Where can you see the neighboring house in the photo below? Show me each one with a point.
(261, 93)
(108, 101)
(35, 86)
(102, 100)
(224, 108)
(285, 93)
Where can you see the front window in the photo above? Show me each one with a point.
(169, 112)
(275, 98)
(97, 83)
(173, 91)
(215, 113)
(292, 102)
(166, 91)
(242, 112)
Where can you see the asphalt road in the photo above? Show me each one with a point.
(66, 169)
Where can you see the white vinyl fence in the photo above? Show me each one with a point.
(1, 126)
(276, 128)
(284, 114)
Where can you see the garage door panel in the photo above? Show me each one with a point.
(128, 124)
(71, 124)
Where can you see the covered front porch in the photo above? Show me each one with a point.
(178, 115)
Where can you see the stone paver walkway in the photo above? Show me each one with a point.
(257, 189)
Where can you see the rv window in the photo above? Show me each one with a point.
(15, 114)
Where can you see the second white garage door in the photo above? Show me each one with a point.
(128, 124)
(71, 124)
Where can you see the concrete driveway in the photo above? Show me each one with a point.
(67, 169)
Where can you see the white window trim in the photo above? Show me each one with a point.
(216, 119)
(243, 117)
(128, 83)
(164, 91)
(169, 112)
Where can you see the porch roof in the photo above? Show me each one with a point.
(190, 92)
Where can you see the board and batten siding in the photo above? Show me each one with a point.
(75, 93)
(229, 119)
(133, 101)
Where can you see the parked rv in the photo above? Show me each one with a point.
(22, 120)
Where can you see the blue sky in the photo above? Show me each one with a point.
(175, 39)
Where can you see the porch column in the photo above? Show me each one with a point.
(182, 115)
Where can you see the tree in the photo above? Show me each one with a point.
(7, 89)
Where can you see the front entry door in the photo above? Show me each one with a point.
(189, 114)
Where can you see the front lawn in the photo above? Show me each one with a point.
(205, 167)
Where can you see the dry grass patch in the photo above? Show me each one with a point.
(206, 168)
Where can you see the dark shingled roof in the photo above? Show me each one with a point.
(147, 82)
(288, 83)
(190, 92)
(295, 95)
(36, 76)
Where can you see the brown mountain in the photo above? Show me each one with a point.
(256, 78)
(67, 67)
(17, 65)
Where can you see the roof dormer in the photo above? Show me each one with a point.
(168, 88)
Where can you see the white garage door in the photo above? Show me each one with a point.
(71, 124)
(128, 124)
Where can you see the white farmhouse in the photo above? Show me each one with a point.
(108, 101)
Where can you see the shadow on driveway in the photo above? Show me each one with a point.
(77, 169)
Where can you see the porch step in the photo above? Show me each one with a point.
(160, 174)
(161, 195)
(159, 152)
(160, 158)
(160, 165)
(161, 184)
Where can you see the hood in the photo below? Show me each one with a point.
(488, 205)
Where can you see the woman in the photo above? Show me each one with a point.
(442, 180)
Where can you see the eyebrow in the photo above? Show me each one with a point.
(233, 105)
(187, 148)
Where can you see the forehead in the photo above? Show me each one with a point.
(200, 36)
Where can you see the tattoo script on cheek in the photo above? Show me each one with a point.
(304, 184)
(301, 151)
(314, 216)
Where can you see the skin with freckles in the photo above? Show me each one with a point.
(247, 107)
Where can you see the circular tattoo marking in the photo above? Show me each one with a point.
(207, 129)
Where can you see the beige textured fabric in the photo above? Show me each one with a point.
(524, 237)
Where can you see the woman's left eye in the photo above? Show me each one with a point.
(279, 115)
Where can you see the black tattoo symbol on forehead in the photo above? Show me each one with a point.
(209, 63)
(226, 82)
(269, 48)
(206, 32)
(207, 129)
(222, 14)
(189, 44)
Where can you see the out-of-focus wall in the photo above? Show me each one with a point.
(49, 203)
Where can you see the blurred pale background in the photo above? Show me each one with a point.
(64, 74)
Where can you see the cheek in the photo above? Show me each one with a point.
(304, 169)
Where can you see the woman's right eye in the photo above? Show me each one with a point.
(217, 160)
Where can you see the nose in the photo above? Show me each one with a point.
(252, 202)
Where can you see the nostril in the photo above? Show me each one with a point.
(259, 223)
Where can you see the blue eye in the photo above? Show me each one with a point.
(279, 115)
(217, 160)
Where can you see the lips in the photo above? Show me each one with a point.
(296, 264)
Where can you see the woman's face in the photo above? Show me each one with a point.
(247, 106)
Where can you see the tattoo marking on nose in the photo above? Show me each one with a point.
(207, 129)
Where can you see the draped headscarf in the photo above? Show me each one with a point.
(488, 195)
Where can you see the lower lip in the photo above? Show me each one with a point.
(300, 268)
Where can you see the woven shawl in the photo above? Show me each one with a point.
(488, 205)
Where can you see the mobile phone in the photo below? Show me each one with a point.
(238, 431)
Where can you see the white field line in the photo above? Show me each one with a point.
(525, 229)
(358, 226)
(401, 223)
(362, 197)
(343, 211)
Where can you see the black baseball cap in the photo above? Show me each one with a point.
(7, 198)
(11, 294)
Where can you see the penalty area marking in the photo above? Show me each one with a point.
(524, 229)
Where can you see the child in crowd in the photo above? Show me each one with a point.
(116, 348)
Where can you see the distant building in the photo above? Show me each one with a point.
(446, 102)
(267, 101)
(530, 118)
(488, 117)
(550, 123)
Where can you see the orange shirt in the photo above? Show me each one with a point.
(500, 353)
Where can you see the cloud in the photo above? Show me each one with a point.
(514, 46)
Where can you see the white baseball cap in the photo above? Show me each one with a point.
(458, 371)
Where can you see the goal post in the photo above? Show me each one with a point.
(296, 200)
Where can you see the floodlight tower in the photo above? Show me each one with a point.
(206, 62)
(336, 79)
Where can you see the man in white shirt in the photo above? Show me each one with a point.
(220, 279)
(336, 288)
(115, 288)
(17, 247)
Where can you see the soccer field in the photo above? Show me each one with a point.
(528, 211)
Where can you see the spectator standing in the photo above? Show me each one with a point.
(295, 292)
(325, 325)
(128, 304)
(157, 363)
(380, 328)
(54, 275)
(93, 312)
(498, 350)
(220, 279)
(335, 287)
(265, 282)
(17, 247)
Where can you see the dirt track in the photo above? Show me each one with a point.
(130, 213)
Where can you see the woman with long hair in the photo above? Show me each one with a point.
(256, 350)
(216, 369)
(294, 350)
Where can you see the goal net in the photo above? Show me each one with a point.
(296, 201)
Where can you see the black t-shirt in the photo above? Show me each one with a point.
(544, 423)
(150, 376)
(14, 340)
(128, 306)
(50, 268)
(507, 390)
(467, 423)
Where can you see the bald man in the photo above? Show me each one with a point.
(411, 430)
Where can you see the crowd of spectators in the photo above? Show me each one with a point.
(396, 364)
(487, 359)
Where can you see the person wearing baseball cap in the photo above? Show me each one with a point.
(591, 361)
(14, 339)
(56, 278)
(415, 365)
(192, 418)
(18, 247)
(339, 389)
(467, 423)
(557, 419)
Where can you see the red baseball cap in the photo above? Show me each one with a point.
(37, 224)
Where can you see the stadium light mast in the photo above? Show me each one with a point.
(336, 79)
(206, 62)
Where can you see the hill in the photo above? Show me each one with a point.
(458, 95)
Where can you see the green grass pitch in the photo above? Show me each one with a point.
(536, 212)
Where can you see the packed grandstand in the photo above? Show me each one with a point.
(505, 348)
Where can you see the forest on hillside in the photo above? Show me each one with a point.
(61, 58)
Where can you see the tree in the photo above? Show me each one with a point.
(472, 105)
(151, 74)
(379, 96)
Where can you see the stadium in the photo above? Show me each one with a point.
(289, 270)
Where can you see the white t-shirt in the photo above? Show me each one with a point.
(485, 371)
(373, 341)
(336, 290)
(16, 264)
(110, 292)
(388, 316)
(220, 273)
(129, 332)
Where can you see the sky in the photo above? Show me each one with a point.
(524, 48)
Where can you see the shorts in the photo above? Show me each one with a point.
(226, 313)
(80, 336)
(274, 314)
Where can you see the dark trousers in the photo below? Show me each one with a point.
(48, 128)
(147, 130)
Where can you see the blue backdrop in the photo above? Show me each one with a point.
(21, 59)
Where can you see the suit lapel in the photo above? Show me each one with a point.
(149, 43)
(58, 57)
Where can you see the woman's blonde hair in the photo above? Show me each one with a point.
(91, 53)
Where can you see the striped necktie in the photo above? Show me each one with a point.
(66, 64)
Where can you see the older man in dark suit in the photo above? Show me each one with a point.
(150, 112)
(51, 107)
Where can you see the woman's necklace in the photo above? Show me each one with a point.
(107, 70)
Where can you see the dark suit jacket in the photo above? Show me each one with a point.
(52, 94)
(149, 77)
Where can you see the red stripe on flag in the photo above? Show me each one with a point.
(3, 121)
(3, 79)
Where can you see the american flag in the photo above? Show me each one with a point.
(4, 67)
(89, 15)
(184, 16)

---

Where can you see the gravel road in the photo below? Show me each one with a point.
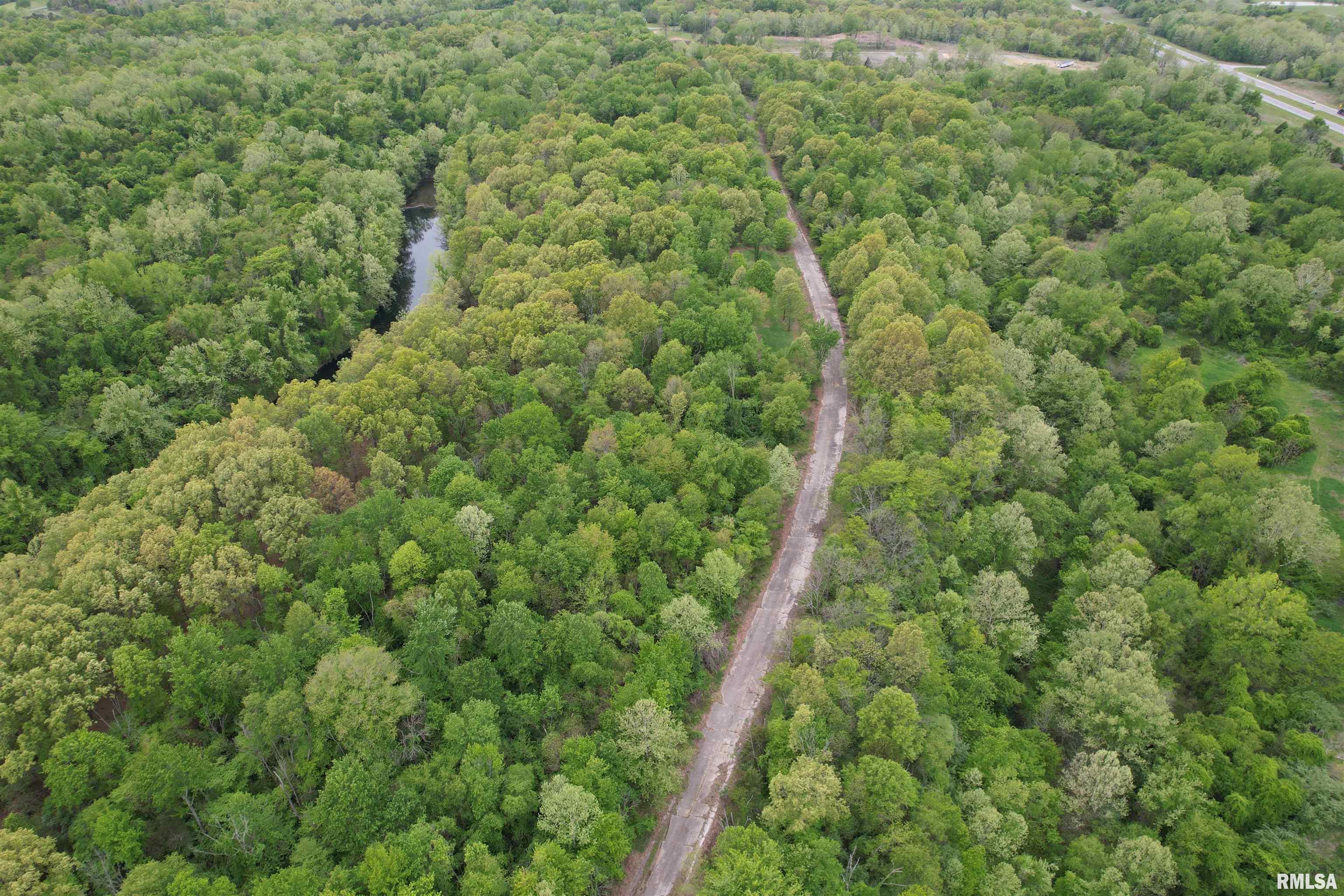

* * *

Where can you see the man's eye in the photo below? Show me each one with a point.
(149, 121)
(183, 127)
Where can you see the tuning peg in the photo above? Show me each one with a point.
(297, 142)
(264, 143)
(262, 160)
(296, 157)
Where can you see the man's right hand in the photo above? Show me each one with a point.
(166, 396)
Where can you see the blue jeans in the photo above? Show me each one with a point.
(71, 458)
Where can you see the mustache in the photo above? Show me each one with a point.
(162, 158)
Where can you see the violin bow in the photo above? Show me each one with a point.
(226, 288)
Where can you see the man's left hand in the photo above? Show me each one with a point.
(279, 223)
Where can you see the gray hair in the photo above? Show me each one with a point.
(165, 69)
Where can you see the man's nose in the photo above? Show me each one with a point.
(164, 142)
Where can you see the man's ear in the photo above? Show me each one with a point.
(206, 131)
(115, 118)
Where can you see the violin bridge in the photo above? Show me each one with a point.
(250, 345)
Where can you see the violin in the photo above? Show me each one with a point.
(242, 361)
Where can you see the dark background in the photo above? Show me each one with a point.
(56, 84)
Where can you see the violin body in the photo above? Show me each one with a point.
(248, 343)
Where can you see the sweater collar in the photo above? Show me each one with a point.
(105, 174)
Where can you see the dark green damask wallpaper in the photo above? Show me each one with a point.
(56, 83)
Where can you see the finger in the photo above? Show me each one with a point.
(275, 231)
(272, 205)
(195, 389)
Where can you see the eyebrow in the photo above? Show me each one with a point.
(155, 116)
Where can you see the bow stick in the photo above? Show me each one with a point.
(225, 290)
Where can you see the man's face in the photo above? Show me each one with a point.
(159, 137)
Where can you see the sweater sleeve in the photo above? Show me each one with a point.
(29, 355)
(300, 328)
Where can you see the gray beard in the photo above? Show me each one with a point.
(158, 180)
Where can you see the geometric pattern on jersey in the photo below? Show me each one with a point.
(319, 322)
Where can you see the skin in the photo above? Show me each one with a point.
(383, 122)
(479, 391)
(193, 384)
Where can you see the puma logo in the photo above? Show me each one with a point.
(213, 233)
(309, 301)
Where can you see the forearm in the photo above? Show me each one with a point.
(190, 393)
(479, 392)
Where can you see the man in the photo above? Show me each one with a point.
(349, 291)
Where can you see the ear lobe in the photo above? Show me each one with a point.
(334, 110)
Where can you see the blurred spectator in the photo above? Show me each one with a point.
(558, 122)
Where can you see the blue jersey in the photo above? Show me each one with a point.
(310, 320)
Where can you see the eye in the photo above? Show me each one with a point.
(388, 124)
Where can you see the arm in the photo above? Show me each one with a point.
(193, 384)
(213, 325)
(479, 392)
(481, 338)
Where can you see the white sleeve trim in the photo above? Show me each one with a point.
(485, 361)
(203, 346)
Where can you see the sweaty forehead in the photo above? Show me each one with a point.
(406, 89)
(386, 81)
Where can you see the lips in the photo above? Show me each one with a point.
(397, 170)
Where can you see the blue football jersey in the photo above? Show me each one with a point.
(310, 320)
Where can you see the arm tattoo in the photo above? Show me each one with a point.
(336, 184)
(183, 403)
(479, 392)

Challenge
Gather every line of the material above that contains the word "green", and copy each such line in full.

Task result
Where can you see the green grass pitch in the photo above? Show me each one with a point.
Where can you see the dark green damask wallpaper in the photo above? Show me each one with a point.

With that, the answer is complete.